"""
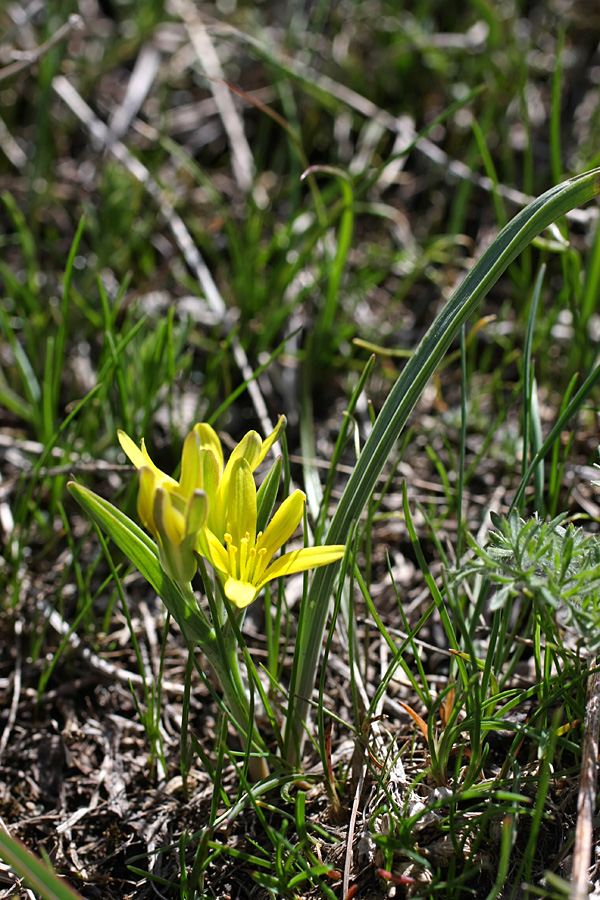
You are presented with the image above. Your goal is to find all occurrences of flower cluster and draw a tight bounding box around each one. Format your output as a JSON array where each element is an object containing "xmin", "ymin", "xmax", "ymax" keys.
[{"xmin": 119, "ymin": 416, "xmax": 344, "ymax": 609}]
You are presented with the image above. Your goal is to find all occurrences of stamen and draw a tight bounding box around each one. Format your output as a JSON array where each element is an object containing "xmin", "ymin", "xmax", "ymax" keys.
[
  {"xmin": 254, "ymin": 547, "xmax": 269, "ymax": 582},
  {"xmin": 223, "ymin": 534, "xmax": 237, "ymax": 577},
  {"xmin": 240, "ymin": 532, "xmax": 250, "ymax": 581}
]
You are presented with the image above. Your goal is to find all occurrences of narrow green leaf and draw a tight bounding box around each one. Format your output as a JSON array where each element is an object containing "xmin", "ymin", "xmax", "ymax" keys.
[
  {"xmin": 288, "ymin": 169, "xmax": 600, "ymax": 763},
  {"xmin": 67, "ymin": 481, "xmax": 214, "ymax": 644},
  {"xmin": 0, "ymin": 829, "xmax": 82, "ymax": 900}
]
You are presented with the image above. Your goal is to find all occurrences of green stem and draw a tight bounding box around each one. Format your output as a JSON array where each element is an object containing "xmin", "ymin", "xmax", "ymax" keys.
[{"xmin": 180, "ymin": 566, "xmax": 269, "ymax": 781}]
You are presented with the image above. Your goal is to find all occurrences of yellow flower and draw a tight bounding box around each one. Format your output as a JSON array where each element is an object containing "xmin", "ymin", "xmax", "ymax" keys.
[
  {"xmin": 205, "ymin": 456, "xmax": 345, "ymax": 609},
  {"xmin": 118, "ymin": 416, "xmax": 285, "ymax": 581},
  {"xmin": 192, "ymin": 416, "xmax": 286, "ymax": 549}
]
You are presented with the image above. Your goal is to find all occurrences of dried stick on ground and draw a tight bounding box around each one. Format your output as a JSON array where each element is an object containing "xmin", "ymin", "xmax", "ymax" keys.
[{"xmin": 571, "ymin": 659, "xmax": 600, "ymax": 900}]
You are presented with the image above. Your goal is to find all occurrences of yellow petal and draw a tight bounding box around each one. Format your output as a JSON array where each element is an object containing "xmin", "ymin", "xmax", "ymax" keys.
[
  {"xmin": 194, "ymin": 422, "xmax": 225, "ymax": 472},
  {"xmin": 198, "ymin": 449, "xmax": 225, "ymax": 540},
  {"xmin": 256, "ymin": 544, "xmax": 346, "ymax": 591},
  {"xmin": 202, "ymin": 528, "xmax": 230, "ymax": 575},
  {"xmin": 179, "ymin": 431, "xmax": 202, "ymax": 497},
  {"xmin": 117, "ymin": 431, "xmax": 177, "ymax": 485},
  {"xmin": 256, "ymin": 416, "xmax": 287, "ymax": 466},
  {"xmin": 185, "ymin": 490, "xmax": 208, "ymax": 543},
  {"xmin": 258, "ymin": 491, "xmax": 306, "ymax": 566},
  {"xmin": 226, "ymin": 459, "xmax": 256, "ymax": 547},
  {"xmin": 117, "ymin": 429, "xmax": 145, "ymax": 469},
  {"xmin": 225, "ymin": 578, "xmax": 258, "ymax": 609},
  {"xmin": 223, "ymin": 431, "xmax": 262, "ymax": 480},
  {"xmin": 134, "ymin": 464, "xmax": 157, "ymax": 536},
  {"xmin": 154, "ymin": 485, "xmax": 197, "ymax": 583}
]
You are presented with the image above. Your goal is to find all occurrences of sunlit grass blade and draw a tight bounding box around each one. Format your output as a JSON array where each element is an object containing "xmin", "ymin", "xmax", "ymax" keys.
[
  {"xmin": 288, "ymin": 169, "xmax": 600, "ymax": 761},
  {"xmin": 68, "ymin": 481, "xmax": 212, "ymax": 643},
  {"xmin": 0, "ymin": 828, "xmax": 82, "ymax": 900}
]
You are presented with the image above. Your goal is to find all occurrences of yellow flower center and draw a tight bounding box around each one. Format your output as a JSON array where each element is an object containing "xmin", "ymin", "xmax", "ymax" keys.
[{"xmin": 224, "ymin": 531, "xmax": 268, "ymax": 584}]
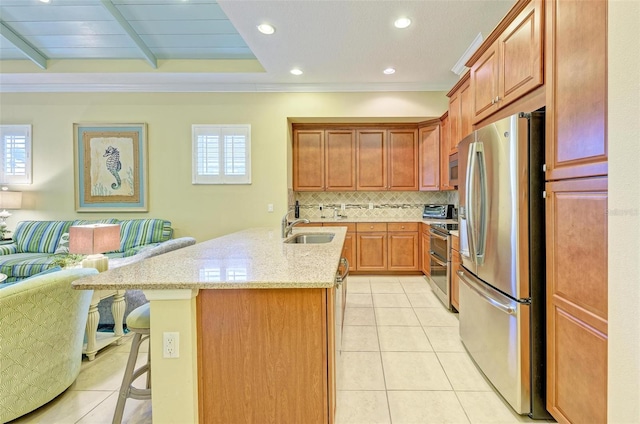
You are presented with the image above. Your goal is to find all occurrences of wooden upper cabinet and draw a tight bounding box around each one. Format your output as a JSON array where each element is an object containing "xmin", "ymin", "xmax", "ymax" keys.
[
  {"xmin": 356, "ymin": 129, "xmax": 387, "ymax": 191},
  {"xmin": 471, "ymin": 43, "xmax": 498, "ymax": 122},
  {"xmin": 325, "ymin": 130, "xmax": 356, "ymax": 191},
  {"xmin": 418, "ymin": 125, "xmax": 440, "ymax": 191},
  {"xmin": 467, "ymin": 0, "xmax": 544, "ymax": 123},
  {"xmin": 545, "ymin": 0, "xmax": 608, "ymax": 180},
  {"xmin": 387, "ymin": 129, "xmax": 418, "ymax": 191},
  {"xmin": 440, "ymin": 112, "xmax": 455, "ymax": 190},
  {"xmin": 460, "ymin": 80, "xmax": 473, "ymax": 141},
  {"xmin": 442, "ymin": 91, "xmax": 462, "ymax": 157},
  {"xmin": 446, "ymin": 72, "xmax": 473, "ymax": 155},
  {"xmin": 293, "ymin": 130, "xmax": 325, "ymax": 191}
]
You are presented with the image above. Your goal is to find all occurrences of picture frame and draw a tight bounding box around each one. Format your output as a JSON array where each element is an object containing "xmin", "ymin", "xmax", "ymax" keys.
[{"xmin": 73, "ymin": 123, "xmax": 149, "ymax": 212}]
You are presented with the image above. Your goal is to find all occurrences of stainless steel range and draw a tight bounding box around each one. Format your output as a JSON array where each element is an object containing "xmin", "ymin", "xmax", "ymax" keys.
[{"xmin": 422, "ymin": 205, "xmax": 458, "ymax": 309}]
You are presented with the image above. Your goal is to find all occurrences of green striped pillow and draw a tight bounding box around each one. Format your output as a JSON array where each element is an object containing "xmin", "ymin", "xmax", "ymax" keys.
[
  {"xmin": 120, "ymin": 219, "xmax": 172, "ymax": 252},
  {"xmin": 13, "ymin": 221, "xmax": 71, "ymax": 253}
]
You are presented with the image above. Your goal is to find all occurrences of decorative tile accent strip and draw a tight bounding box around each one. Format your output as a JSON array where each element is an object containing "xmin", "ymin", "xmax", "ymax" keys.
[{"xmin": 294, "ymin": 191, "xmax": 457, "ymax": 219}]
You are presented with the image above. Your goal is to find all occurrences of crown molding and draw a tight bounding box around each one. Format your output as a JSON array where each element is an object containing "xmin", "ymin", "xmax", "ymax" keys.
[{"xmin": 0, "ymin": 78, "xmax": 451, "ymax": 93}]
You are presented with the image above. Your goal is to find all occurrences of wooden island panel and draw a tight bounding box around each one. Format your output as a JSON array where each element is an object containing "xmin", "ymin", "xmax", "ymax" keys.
[{"xmin": 197, "ymin": 289, "xmax": 334, "ymax": 424}]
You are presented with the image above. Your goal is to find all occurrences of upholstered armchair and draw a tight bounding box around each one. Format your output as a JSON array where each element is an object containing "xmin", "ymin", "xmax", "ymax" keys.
[{"xmin": 0, "ymin": 268, "xmax": 98, "ymax": 423}]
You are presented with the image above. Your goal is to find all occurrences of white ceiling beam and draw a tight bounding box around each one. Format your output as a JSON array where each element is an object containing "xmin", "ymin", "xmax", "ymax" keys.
[
  {"xmin": 101, "ymin": 0, "xmax": 158, "ymax": 69},
  {"xmin": 0, "ymin": 21, "xmax": 47, "ymax": 69}
]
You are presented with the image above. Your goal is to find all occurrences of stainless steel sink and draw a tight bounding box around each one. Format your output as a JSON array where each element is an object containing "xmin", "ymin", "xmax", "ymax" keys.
[{"xmin": 284, "ymin": 233, "xmax": 335, "ymax": 244}]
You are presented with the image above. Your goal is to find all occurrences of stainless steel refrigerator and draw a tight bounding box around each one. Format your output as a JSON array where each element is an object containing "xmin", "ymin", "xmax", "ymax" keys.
[{"xmin": 457, "ymin": 111, "xmax": 550, "ymax": 419}]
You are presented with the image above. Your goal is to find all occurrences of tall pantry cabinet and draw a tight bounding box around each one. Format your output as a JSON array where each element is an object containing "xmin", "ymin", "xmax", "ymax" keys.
[{"xmin": 545, "ymin": 0, "xmax": 608, "ymax": 423}]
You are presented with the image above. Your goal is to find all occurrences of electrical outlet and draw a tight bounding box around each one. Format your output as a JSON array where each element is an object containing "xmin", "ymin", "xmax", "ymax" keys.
[{"xmin": 162, "ymin": 332, "xmax": 180, "ymax": 358}]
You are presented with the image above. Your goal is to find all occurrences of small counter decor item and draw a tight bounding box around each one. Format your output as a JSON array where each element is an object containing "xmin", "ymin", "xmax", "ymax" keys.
[{"xmin": 73, "ymin": 124, "xmax": 148, "ymax": 212}]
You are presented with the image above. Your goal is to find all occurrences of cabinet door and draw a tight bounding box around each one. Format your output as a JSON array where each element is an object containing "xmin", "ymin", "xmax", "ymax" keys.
[
  {"xmin": 470, "ymin": 42, "xmax": 499, "ymax": 123},
  {"xmin": 546, "ymin": 176, "xmax": 608, "ymax": 423},
  {"xmin": 450, "ymin": 90, "xmax": 462, "ymax": 157},
  {"xmin": 356, "ymin": 130, "xmax": 387, "ymax": 191},
  {"xmin": 460, "ymin": 80, "xmax": 473, "ymax": 141},
  {"xmin": 545, "ymin": 0, "xmax": 608, "ymax": 180},
  {"xmin": 420, "ymin": 224, "xmax": 431, "ymax": 275},
  {"xmin": 325, "ymin": 130, "xmax": 356, "ymax": 191},
  {"xmin": 498, "ymin": 0, "xmax": 544, "ymax": 111},
  {"xmin": 342, "ymin": 233, "xmax": 358, "ymax": 271},
  {"xmin": 451, "ymin": 236, "xmax": 460, "ymax": 311},
  {"xmin": 440, "ymin": 114, "xmax": 453, "ymax": 190},
  {"xmin": 387, "ymin": 129, "xmax": 418, "ymax": 191},
  {"xmin": 293, "ymin": 130, "xmax": 324, "ymax": 191},
  {"xmin": 418, "ymin": 125, "xmax": 440, "ymax": 191},
  {"xmin": 388, "ymin": 232, "xmax": 420, "ymax": 271},
  {"xmin": 356, "ymin": 231, "xmax": 387, "ymax": 271}
]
"""
Task brief:
Please show every line of the material above that contains the word "armchair". Case counts.

Expected answer:
You are presented with the image above. Your goal is to find all occurrences of upholstered armchair and draw a tight bounding box around each one. Format your output as a JSON array where each element is an object containing "xmin", "ymin", "xmax", "ymax" keys.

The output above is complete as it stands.